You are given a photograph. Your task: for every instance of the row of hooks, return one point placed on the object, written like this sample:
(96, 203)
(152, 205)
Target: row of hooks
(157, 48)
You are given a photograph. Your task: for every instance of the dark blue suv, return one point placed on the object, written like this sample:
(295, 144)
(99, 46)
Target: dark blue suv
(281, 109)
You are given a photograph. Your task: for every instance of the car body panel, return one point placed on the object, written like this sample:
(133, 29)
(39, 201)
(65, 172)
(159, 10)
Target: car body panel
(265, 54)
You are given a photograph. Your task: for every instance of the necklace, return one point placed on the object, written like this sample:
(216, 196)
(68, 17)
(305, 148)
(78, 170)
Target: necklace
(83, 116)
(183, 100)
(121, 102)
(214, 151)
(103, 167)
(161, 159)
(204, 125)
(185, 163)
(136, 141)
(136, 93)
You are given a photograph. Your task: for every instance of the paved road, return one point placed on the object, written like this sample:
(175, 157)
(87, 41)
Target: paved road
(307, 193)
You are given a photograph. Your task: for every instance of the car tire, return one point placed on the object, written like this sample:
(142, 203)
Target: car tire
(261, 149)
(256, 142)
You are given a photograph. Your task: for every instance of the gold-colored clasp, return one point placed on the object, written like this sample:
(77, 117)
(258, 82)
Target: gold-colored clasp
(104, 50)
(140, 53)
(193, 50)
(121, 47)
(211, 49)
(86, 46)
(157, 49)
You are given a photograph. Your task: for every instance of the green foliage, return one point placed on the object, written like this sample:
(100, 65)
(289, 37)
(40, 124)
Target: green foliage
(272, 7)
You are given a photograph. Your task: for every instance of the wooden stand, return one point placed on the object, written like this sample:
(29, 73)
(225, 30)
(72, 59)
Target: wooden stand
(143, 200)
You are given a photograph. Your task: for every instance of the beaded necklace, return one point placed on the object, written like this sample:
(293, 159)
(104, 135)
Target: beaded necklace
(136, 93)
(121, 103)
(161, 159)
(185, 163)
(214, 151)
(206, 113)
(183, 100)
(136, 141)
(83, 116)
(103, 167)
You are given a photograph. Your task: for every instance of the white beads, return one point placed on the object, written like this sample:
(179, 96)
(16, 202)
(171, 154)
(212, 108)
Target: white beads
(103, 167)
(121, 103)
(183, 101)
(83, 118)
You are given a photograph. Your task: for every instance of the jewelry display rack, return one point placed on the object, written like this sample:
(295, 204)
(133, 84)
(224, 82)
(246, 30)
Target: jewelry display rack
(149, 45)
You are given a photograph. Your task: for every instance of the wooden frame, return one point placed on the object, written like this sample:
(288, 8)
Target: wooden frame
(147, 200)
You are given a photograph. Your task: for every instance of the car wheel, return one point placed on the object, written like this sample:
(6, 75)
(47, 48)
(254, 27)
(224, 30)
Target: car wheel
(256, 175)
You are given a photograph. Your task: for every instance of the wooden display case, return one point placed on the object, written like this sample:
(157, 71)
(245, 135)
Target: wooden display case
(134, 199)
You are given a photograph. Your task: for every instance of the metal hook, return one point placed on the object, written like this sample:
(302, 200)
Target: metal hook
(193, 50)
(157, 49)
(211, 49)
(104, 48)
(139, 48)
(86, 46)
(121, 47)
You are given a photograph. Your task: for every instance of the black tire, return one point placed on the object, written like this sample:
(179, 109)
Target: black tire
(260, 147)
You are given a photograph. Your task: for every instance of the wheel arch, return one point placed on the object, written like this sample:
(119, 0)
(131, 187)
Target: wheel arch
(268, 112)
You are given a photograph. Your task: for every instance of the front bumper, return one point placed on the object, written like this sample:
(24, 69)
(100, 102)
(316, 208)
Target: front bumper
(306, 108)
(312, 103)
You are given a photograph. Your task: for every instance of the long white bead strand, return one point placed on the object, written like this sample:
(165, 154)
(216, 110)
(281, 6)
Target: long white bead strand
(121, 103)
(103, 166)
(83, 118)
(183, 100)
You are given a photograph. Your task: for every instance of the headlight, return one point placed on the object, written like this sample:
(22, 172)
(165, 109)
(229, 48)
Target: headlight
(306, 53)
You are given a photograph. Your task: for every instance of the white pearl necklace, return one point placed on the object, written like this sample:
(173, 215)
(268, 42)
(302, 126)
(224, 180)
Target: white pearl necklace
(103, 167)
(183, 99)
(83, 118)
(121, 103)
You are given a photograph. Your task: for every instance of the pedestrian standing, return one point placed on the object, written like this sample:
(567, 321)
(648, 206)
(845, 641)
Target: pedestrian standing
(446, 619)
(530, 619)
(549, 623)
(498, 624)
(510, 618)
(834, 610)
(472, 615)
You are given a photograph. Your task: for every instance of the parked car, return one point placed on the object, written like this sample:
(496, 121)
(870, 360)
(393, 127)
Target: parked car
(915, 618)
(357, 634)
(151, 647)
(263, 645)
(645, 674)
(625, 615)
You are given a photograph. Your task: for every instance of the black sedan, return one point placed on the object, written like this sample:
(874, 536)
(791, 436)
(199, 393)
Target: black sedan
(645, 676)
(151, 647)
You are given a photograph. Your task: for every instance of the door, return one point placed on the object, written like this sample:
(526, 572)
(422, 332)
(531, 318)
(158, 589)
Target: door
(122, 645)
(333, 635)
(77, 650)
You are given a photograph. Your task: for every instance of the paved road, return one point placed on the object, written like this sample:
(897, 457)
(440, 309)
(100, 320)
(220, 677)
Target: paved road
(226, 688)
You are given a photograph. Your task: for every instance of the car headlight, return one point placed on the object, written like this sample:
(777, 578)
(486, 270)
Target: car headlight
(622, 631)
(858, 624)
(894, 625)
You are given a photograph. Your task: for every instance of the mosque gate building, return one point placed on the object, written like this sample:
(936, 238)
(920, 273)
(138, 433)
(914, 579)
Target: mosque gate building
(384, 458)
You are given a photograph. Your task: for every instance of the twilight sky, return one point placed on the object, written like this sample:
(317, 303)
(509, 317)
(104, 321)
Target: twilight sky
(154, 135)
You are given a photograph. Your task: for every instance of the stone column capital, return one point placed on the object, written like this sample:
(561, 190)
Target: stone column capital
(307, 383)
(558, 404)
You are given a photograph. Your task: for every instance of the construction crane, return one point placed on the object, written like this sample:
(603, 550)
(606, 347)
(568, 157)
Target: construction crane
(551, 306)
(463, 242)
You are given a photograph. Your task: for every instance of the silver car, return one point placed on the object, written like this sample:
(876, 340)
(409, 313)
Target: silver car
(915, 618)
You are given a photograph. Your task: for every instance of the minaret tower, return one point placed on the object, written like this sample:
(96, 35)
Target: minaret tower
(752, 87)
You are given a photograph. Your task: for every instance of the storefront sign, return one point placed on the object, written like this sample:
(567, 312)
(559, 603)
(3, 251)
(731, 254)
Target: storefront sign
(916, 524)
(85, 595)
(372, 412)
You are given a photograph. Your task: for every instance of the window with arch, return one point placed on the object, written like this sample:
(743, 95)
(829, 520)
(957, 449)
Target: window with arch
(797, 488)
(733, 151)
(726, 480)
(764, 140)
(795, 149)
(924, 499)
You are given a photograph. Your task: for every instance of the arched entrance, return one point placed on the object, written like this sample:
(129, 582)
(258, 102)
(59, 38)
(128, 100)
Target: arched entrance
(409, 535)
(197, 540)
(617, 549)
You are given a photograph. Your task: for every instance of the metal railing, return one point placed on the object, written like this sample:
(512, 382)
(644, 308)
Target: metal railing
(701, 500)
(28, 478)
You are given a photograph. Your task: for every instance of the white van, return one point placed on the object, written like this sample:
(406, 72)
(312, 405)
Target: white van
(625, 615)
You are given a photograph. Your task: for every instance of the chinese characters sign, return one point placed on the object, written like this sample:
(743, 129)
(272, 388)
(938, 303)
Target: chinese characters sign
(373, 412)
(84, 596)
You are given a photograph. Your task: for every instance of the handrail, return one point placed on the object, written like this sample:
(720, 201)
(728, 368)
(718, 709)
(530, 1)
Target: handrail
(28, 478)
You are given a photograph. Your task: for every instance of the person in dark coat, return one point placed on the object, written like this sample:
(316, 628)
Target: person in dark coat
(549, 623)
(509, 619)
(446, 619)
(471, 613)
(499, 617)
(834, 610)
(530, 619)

◆ WHAT THIS TASK INVOLVES: For this exercise, please retype exactly the lines in the listing from the line with "the handrail, return" through its last line, both ends included.

◆ THE SOLUTION:
You are given a photograph. Your task: for every instance of the handrail, return one point placed on the object, written like this sample:
(720, 201)
(728, 368)
(718, 709)
(530, 1)
Target: handrail
(28, 478)
You are given a photograph. Your task: for every instance of the person in dark coat, return one point placed on the object, written like this sample:
(316, 628)
Target: person in dark coat
(549, 623)
(509, 619)
(446, 619)
(471, 613)
(499, 617)
(834, 610)
(530, 619)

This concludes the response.